#### Given passage
Amber Tamblyn has opened up about getting her ears pinned as a 12-year-old child star.
“As a little girl, I had ears that stuck out like butterfly wings,” the Sisterhood of the Traveling Pants star wrote in an opinion piece for The New York Times, published on Saturday, October 20. “Some kids at my school in Los Angeles would make fun of them, and I’d often stare at myself in the mirror wishing my ears would lay flat against my head.”
Tamblyn, now 41, wrote candidly about her decision to undergo plastic surgery at 12 years old, saying she was influenced to do so after landing her breakout role as Emily Bowen on General Hospital in 1995. She went on to play the character until 2001.
“I opted to undergo ear-pinning surgery, a decision I’ve never made public until now,” Tamblyn wrote. “For years, my parents watched my struggle with private shame, though they understood I was a tough kid who could handle it. But once I knew millions of people all over the world would be judging me on their television screens, not just on a playground, that knowledge changed everything for me.”
According to the Cleveland Clinic, ear pinning, a type of otoplasty, is a cosmetic procedure done by a plastic surgeon that “permanently draws ears closer” to a person’s head, “minimizing ears that stick out and correcting imbalance or asymmetry.”
Tamblyn explained how she struggled internally with this choice, describing herself as “a fiery young feminist” who “raged against the patriarchy” and, at that age, felt like “a hypocrite who gave into it” for getting the elective surgery.
“How could anyone not?” she wrote. “Going under the knife felt like choosing a weapon I could wield in self-defense against my own disposability. It showed the world that I understood the assignment of assimilation — that I could do whatever it took to fit in, never stand out, the way my ears once did.”
The Joan of Arcadia alum also praised director Coralie Fargeat’s body-horror film The Substance, which stars Demi Moore as an aging actress who uses a new drug to transform into a younger version of herself (played by Margaret Qualley).
“It’s a powerful shared experience,” Moore, 61, said of the film during a September 2024 appearance on Late Night With Seth Meyers. “It’s dealing with aging and the male perspective of the idealized woman that women have bought into.”
Tamblyn, for her part, found the film reflective of her own experience as a “child actress in the sexualized spotlight of the entertainment industry.”
“Over three decades, my responsibility not just to my craft of performing but to the performance of youthfulness was reinforced constantly,” Tamblyn wrote. “This kind of warped thinking has become the status quo — and women can become our own worst adversaries.”
She noted, “Would I be less happy if I had fought against the desire to get my ears pinned back, if they still stuck out today? I don’t know — but I do think about it often, and about my willingness to align myself with the industry’s expectations.”

#### Excerpted data
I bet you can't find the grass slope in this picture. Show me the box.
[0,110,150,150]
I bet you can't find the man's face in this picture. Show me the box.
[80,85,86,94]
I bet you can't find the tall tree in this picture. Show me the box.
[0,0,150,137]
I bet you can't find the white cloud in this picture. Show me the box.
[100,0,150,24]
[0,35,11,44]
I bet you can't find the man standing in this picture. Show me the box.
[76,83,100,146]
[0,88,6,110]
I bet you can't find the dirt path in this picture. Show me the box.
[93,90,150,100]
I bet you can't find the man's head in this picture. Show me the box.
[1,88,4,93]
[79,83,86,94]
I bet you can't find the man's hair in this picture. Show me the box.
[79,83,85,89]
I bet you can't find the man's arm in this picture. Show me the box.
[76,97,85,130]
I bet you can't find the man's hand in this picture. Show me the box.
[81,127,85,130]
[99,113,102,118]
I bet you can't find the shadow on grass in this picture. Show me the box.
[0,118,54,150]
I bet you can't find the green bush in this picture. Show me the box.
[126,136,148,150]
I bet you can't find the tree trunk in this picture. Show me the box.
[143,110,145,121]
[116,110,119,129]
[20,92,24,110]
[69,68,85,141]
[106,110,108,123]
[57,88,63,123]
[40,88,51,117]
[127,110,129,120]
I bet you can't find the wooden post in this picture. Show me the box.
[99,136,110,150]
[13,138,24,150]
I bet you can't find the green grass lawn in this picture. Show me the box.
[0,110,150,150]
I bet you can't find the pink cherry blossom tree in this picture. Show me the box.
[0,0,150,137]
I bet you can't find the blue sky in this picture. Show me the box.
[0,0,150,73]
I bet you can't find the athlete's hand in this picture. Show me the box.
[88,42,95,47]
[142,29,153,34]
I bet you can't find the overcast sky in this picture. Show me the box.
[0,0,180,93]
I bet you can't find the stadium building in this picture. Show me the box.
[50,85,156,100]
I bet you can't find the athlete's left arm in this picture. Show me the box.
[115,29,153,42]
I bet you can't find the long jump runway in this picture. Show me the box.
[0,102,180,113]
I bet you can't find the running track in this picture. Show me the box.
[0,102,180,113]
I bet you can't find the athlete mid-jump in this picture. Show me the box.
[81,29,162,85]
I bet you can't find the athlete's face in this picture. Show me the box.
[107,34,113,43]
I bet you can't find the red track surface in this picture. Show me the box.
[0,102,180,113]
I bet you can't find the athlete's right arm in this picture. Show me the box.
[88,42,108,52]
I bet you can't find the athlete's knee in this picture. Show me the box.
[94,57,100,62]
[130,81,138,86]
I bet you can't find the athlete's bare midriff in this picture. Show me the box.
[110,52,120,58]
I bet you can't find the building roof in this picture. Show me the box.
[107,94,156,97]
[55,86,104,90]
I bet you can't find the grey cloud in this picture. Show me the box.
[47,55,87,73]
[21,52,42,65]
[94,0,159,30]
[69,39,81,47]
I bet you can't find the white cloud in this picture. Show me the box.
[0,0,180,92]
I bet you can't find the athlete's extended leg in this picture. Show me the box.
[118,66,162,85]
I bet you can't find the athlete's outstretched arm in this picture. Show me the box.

#### Assignment A
Translate this sentence from the Amber Tamblyn article into French: "Amber Tamblyn has opened up about getting her ears pinned as a 12-year-old child star."
#### Assignment B
Please transcribe the part of the Amber Tamblyn article starting at "According to the" and ending at "the elective surgery.".

#### Exercise answer A
Amber Tamblyn s'est confiée sur l'opération qu'elle a subie pour se faire recoller les oreilles lorsqu'elle était une enfant star de 12 ans.

#### Exercise answer B
According to the Cleveland Clinic, ear pinning, a type of otoplasty, is a cosmetic procedure done by a plastic surgeon that “permanently draws ears closer” to a person’s head, “minimizing ears that stick out and correcting imbalance or asymmetry.”
Tamblyn explained how she struggled internally with this choice, describing herself as “a fiery young feminist” who “raged against the patriarchy” and, at that age, felt like “a hypocrite who gave into it” for getting the elective surgery.